• [Work to be completed]: List every line of the data below that contains the word "each".
--- START ---
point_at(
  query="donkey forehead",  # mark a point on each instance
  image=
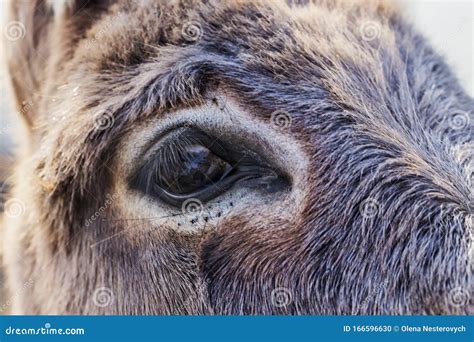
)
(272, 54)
--- END ---
--- START ---
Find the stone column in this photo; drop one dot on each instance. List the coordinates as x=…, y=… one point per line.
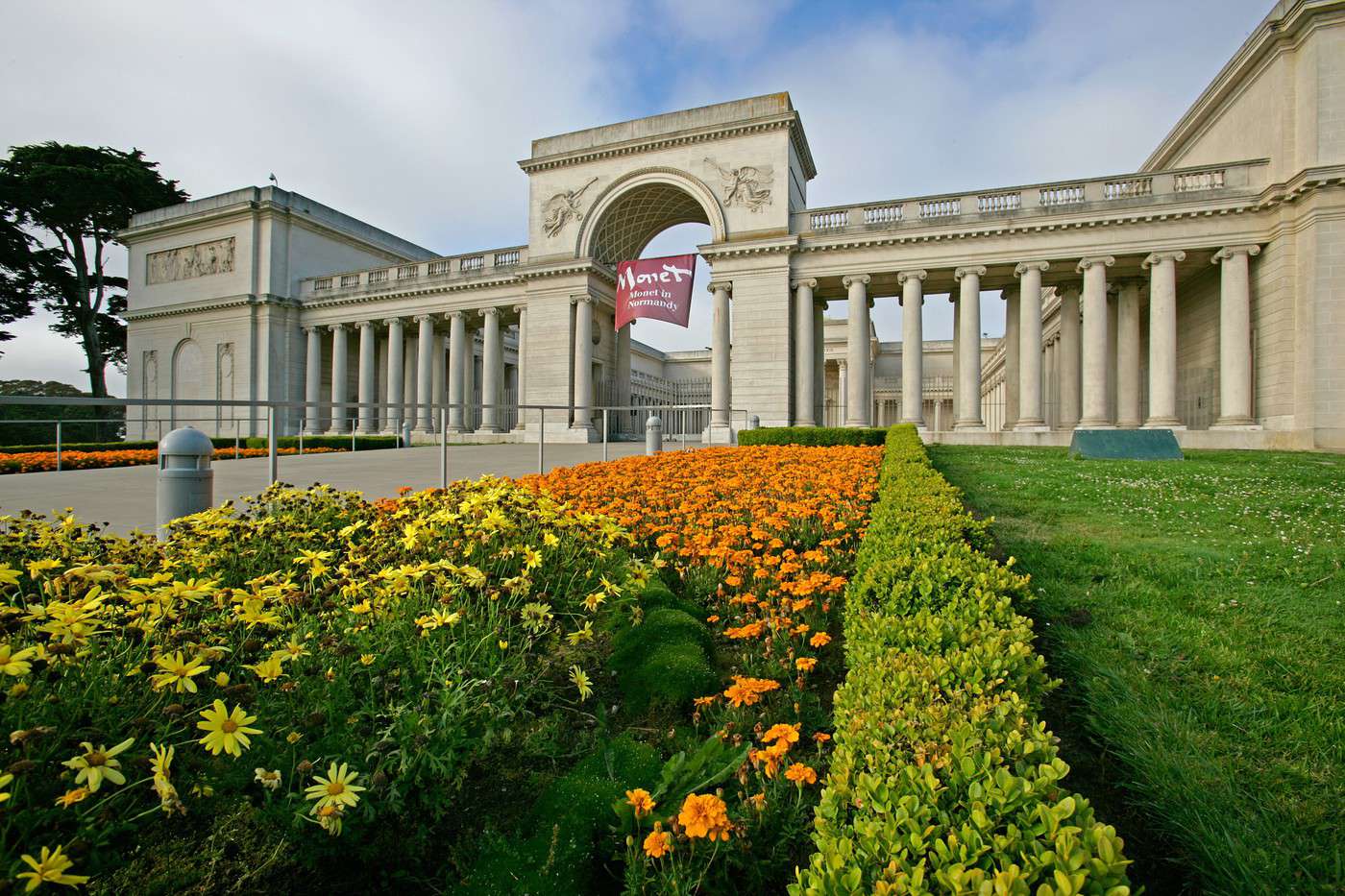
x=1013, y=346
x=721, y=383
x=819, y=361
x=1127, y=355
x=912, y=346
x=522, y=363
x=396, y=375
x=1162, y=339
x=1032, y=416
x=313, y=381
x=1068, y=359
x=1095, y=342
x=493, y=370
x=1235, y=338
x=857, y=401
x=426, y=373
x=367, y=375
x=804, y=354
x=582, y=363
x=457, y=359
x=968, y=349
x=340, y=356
--- END ---
• [Complete response]:
  query="donkey forehead",  # mark a point on each instance
Find the stone column in this photo; drop one dot on each instance. List the coordinates as x=…, y=… one point per line.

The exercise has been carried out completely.